▶ [AIM A]: Repeat part of the forum thread about a cheap GPU for Xorg, beginning at "I am in process" and stopping after "ThinkPad can't handle).".
begin TEXT BLOCK
# Cheap GPU for running Xorg



## JohnnySorocil (Jan 7, 2021)

I am in process of buying new PC. Something like NAS + workstation (KiCAD, FreeCAD, xterm, zsh, tmux, vim, nothing than my 8-9 year old ThinkPad can't handle).

Finally I decided to buy cheap Intel Core i3 4C/8T because of iGPU. AMDs APU are older CPU models, with less cache and with questionable availability.
But, but, now I am thinking again for AMD CPU (without iGPU) but with ECC RAM. It seems like nice thing to have especially with ZFS. (Intel's 10th gen i3 doesn't support ECC, older gens does, but uses old socket and no HyperThreading. AMDs can have ECC with selected motherboard).
Cheapest (new) GPUs in my country are around $100. I want to use GPU to produce picture (and video) on my 2 monitors, no gaming, no video editing, no AI
As far I can know, modern discrete GPUs are somewhere lower-middle class - useful for gaming and stuff which I don't need.

Do you have any recommendation for cheap, lame, low power PCIe GPU (new or used) with Xorg drivers with atleast 1x DisplayPort and 1x HDMI (or DP) port?
I don't mind if GPU uses PCIe x1 slot - even better.


----------



## SirDice (Jan 7, 2021)

A cheap NVidia or ATI/AMD card will do just fine for this.


----------



## JohnnySorocil (Jan 7, 2021)

Aren't ATI/AMDs GPU recommended because of (better?) open source drivers?


----------



## shkhln (Jan 7, 2021)

JohnnySorocil said:


> Aren't ATI/AMDs GPU recommended because of (better?) open source drivers?
end TEXT BLOCK
begin SUPPLIED ENTRIES
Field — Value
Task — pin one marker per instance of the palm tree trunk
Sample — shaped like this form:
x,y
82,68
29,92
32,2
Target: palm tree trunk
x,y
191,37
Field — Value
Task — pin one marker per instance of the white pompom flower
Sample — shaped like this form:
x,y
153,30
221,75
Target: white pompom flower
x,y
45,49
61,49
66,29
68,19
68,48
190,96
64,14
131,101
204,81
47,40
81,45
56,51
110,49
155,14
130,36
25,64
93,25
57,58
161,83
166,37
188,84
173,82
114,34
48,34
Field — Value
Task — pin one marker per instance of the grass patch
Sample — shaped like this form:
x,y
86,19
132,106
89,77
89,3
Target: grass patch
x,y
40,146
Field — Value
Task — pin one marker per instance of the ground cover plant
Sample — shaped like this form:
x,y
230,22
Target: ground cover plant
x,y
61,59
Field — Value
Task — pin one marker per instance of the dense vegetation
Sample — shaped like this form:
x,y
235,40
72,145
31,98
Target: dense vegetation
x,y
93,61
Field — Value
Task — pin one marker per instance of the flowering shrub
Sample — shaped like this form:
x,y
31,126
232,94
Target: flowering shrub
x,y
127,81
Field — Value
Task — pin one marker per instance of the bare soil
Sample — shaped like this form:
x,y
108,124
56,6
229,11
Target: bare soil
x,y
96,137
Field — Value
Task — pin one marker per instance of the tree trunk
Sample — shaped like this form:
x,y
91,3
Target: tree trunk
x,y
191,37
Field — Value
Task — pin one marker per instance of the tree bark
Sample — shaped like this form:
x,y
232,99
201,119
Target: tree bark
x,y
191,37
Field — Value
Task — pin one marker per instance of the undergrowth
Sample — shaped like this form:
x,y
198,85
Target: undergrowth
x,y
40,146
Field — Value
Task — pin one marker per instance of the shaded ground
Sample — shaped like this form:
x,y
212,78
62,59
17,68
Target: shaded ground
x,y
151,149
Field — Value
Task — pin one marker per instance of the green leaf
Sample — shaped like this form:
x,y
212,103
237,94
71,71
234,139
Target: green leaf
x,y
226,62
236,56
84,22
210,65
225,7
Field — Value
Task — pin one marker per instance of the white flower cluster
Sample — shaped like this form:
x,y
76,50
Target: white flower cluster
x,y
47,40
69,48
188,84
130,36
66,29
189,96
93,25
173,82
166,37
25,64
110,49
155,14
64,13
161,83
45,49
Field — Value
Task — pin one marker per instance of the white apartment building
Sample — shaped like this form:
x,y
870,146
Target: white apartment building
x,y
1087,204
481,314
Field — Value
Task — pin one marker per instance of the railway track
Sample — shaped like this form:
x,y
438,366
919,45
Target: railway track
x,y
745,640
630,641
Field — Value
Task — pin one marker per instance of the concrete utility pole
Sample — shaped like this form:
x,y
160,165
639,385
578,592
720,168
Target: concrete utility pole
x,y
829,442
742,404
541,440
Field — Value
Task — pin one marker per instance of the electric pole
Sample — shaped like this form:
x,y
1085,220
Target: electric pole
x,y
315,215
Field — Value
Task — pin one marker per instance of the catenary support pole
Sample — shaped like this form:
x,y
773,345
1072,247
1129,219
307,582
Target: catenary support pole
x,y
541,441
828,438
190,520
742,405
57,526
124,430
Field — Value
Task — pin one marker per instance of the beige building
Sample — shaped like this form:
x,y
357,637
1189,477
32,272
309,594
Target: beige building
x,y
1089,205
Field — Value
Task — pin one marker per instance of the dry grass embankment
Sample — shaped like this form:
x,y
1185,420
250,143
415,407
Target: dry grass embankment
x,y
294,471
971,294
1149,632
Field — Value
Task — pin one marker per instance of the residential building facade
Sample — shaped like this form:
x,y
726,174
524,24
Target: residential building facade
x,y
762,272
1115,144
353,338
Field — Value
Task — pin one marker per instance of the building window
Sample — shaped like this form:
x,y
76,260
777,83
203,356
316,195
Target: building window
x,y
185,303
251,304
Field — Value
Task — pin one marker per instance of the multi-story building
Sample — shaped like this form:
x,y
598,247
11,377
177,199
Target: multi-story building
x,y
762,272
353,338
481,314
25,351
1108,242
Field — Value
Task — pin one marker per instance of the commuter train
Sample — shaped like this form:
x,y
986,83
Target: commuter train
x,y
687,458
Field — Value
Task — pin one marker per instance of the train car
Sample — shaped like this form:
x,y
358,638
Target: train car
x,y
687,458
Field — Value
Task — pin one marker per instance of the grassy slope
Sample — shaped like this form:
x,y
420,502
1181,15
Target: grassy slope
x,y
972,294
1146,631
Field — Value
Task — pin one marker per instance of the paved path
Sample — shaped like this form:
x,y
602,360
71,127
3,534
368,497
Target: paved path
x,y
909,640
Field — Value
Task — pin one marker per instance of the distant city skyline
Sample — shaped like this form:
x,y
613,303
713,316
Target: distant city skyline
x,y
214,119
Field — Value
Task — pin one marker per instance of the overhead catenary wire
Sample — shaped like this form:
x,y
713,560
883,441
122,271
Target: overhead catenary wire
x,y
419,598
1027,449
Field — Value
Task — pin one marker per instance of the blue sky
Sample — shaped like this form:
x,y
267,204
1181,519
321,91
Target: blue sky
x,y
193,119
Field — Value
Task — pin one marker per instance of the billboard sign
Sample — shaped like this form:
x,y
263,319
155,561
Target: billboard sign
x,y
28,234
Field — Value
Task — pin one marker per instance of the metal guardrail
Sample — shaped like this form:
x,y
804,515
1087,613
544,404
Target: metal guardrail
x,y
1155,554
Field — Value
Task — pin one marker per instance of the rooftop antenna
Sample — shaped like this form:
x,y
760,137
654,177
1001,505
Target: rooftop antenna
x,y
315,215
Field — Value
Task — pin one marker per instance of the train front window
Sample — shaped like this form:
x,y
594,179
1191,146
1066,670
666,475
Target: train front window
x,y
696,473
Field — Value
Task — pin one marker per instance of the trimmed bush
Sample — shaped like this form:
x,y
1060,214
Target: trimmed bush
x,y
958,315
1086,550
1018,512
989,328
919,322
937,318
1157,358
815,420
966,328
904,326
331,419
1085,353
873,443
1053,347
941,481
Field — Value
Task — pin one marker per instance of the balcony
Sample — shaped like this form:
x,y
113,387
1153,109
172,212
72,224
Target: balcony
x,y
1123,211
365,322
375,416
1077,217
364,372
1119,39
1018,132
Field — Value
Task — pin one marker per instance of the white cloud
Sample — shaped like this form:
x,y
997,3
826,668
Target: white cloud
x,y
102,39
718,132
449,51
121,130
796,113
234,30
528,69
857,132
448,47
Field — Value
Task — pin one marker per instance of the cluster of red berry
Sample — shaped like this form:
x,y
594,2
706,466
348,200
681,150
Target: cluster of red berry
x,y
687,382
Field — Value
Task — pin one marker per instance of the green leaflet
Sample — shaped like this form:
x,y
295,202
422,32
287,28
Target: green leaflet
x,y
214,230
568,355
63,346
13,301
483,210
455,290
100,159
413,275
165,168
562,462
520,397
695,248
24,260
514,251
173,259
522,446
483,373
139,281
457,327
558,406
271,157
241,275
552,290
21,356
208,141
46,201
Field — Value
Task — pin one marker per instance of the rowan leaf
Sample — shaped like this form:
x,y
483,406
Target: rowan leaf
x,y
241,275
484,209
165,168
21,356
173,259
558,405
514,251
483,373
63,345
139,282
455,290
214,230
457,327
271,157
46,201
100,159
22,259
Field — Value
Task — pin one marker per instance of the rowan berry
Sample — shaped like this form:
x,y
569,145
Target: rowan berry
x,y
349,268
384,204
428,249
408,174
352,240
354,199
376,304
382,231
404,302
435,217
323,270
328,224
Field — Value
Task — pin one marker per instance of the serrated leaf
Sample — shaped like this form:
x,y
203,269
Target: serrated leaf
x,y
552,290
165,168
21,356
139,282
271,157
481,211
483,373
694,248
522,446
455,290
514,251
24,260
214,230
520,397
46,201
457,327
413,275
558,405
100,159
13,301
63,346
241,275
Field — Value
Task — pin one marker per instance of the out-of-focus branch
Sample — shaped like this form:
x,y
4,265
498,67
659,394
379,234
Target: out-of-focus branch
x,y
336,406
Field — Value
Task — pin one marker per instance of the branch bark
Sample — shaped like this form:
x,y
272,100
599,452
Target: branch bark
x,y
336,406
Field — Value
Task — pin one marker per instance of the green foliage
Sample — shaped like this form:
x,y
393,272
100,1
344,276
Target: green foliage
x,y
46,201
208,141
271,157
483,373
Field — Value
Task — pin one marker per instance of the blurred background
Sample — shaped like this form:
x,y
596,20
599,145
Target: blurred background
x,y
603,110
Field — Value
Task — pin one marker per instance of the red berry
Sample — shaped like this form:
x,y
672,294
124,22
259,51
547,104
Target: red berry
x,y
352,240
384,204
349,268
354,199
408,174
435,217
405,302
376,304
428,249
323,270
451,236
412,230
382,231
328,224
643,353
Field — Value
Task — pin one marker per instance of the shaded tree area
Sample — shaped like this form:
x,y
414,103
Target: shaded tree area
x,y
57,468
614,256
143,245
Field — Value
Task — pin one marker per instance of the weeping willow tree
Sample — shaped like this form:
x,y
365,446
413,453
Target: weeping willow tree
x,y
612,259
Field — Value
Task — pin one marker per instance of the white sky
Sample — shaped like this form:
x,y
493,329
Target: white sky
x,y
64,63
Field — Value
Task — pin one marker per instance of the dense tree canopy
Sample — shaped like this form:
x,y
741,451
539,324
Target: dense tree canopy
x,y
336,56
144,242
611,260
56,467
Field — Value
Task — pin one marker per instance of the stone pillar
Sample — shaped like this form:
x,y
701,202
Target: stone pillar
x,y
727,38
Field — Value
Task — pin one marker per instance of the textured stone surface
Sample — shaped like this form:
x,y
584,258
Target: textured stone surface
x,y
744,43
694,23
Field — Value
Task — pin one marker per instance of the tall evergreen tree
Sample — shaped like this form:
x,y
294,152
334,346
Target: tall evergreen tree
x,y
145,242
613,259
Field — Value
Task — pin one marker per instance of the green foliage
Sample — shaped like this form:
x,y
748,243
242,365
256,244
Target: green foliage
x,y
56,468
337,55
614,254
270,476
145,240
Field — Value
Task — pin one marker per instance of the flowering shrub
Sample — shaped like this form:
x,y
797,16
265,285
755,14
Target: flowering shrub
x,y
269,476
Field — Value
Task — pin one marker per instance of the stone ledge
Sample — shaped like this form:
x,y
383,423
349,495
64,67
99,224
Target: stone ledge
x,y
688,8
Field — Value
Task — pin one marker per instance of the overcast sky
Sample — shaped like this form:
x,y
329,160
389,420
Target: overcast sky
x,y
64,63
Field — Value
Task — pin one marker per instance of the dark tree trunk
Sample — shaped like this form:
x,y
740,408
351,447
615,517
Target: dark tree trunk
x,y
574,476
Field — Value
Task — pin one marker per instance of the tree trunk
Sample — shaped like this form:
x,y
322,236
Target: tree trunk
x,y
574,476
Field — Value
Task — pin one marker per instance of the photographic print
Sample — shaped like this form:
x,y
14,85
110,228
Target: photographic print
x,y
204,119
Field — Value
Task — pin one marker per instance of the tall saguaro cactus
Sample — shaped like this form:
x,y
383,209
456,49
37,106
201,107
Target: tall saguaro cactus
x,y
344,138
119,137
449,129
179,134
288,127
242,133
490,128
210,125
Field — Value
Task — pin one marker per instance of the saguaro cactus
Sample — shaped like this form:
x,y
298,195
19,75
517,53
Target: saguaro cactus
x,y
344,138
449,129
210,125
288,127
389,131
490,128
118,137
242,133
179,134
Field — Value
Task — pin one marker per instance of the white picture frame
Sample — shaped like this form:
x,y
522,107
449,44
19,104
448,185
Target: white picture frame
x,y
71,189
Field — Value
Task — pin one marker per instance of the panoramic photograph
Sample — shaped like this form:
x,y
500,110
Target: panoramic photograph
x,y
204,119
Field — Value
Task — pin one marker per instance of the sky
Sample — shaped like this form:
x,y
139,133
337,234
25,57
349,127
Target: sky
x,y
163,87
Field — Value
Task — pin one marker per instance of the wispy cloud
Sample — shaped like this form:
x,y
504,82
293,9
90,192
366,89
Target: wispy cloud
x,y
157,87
end SUPPLIED ENTRIES
▶ [AIM B]: Find each line in the records that holds the string "cloud", matching case, and copy those lines.

▶ [WORKED ANSWER A]:
I am in process of buying new PC. Something like NAS + workstation (KiCAD, FreeCAD, xterm, zsh, tmux, vim, nothing than my 8-9 year old ThinkPad can't handle).

▶ [WORKED ANSWER B]:
Task — pin one marker per instance of the white cloud
Target: white cloud
Task — pin one marker per instance of the wispy cloud
Target: wispy cloud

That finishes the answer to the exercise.